PROBLEM:
Return each line of the data below that contains the word "stone", copied in full. The match is case-sensitive.

DATA ENTRIES:
-- Begin --
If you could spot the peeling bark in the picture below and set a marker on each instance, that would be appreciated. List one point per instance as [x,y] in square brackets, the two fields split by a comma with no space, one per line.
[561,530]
-- End --
-- Begin --
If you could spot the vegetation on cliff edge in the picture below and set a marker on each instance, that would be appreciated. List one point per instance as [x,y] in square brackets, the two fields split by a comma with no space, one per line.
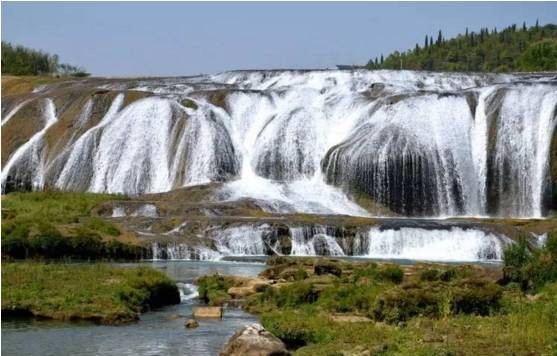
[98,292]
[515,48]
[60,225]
-- End --
-- Begin --
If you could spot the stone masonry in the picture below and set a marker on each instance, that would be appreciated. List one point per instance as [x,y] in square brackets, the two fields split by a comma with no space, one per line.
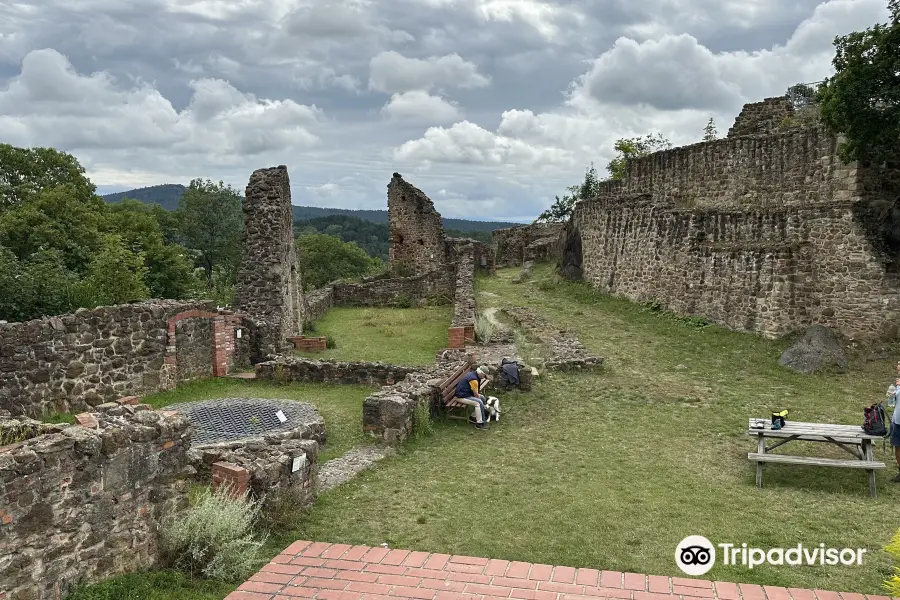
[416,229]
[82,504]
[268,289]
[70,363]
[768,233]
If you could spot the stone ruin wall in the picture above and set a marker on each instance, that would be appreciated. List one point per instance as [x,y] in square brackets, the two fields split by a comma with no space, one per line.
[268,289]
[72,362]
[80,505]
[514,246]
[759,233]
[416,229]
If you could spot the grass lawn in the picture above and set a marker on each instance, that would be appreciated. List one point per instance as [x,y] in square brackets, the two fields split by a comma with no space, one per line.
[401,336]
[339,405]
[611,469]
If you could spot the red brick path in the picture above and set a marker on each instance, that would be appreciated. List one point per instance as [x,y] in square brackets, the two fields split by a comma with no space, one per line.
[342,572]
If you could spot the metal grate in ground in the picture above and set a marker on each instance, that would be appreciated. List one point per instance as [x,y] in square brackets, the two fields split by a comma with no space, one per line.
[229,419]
-- End --
RIGHT ANSWER:
If you could spot the stone masonry in the picture below and set a marker on each instance, that would be appreciated. List one point per instance as [x,y] in square brackets, the two fields split by a comma with no space, one per line.
If you could spot the stone ruin wall in the picture above and set a marker on each instance, that would be appreciated. List one point per instance as [x,y] in square brackets, the two fields split by a comma with no space, one per line.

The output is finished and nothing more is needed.